▸ **SUPPLIED PASSAGE**
[start]
I meant that the amount of points is not a major outlier, and if it is the
interviewer should have written an argument why it's different from the old
cases if the other members find the argument convincing it should be fine.

>some Applicant Tracking Systems like Greenhouse

that's exaclty the type of feedback I wanted thank you very much

> Claim E

if we are innocent, why wouldn't this be in our favour.

------
Idontknowmyuser
2/2

Step 2: peer-review The highest candidate is selected, interviewers exchange
notes and are asked to:

* check and discuss if their colleagues reasons’ are valid and reasonable (for example "the hello" reason might be seen as too petty by some, and will be discarded)

 _check if the point values are reasonable (Checking old similar data to flag
outliers is a possibility)

_ check if some of the reasons presented by other colleagues apply to their
own candidates. For example, if the "hello" reason was not discarded and your
candidate didn't say hello you must apply it to him too.

*Interviewers are asked to bring more focus on the current best candidate's reasons.

If after a peer-review round, the best candidate changes, another round is
made or shorten the list and re-interview.

If it does not change, the best candidate is offered the position.

Claim D: this helps smooth out harsh or lenient interviewer bias.

Claim E: this process if well documented should be a valid and easy defense
against allegations.

Data Analysis on hiring decisions becomes way more interesting. I'm sure there
are tons of trends you can seek out.
[end]
▸ **DATA LISTING**
[start]
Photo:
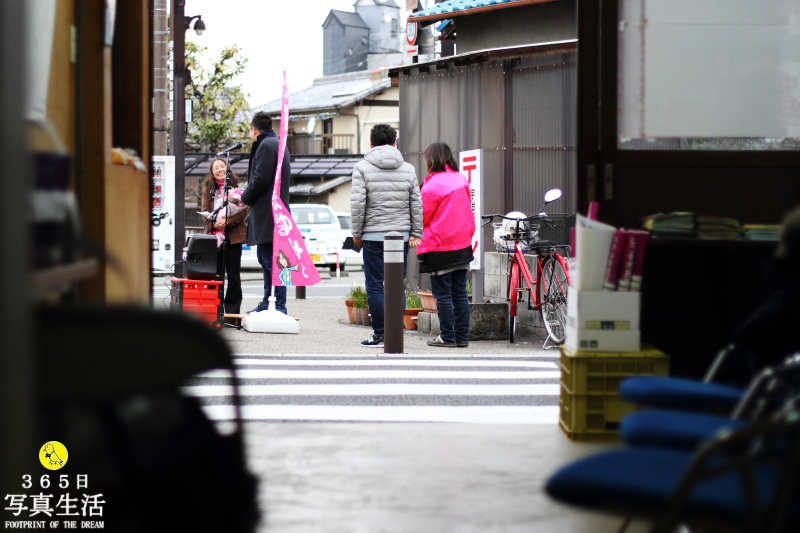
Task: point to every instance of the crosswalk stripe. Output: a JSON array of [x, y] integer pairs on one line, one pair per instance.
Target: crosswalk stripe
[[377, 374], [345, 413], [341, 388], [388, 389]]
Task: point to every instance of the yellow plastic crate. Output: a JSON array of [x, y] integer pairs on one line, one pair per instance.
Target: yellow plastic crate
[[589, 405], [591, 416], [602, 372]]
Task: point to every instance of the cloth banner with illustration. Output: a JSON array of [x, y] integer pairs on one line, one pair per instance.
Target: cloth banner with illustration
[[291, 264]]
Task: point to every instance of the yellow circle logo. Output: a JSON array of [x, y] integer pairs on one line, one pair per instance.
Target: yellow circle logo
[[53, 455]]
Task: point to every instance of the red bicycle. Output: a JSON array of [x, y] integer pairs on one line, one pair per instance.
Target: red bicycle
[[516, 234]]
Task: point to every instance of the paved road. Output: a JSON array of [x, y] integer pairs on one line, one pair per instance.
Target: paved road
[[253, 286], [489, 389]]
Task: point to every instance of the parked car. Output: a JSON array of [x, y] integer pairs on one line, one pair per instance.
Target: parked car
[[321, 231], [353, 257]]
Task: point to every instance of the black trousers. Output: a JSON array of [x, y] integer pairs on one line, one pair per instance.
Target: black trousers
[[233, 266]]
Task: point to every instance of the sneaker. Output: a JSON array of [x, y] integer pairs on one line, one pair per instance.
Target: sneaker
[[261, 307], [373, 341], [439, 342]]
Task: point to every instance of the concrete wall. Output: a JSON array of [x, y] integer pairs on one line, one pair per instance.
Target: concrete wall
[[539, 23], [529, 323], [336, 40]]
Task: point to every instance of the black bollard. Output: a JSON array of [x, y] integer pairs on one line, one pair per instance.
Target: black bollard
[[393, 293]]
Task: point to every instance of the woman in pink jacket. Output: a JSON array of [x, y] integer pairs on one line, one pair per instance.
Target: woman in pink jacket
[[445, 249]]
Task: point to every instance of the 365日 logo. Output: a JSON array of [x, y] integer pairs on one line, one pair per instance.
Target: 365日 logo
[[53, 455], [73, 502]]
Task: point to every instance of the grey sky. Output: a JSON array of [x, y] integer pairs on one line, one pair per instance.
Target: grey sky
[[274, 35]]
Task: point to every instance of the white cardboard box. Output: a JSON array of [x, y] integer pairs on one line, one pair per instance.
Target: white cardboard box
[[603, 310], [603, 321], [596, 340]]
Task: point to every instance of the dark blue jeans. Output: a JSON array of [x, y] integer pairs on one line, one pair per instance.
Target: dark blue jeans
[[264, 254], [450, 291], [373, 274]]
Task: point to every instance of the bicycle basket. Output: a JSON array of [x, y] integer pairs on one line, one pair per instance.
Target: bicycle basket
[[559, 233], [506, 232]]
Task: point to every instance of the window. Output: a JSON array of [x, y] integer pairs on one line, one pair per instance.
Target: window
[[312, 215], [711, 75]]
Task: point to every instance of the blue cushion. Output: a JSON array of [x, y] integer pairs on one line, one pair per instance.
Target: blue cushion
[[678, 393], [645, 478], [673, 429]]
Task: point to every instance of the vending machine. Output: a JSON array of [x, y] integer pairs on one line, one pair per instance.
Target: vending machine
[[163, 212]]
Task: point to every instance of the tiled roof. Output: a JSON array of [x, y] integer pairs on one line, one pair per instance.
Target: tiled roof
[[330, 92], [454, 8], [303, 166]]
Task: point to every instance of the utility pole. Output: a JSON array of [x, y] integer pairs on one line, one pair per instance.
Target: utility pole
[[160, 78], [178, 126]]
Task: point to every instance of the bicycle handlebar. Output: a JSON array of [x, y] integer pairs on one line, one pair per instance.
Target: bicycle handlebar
[end]
▸ **REQUIRED TASK**
Write the next few lines of the forum thread about scoring and peer-reviewing job candidates, starting after its last sentence.

▸ **ANSWER TO THE EXERCISE**
Claim F: this allows an earlier detection of discrimination. For example if
you find that an interviewer or a committee always removes points from a
certain group for a subjective reason more than others in the company. It
might be an early warning sign that a problem need be addressed.

Claim G: this allows for a higher quality debate on controversial issues like
sexism and racism in hiring.

Machine learning can be used to give suggestions to interviewers about the
amount of points to give for reasons. (They should be suggestions no decisions
to avoid the pitfalls the lost nuance that classic machine based decision
might suffer from)

Example: a fairly easy one is that after a high enough number of universities
and GPAs is received one can aggregate the point values into scores that take
into account the difference of grading and quality between universities. This
might help decide if GPA x in Y is better or worse than GPA z in C, a very
hard question to answer fairly if we didn't have the data.

I think this method offers a more traceable, open and perhaps fair way of
hiring without suffering from the lack of nuance that traditional automatic
hiring suffers from.

Problems:

\- Money: this process might require more man power.

\- Tooling: to be efficient this process requires tooling and automation

I would be happy to hear your ideas, improvements and experiences with similar
systems. I think the idea of this system is very similar to that of a neural
network.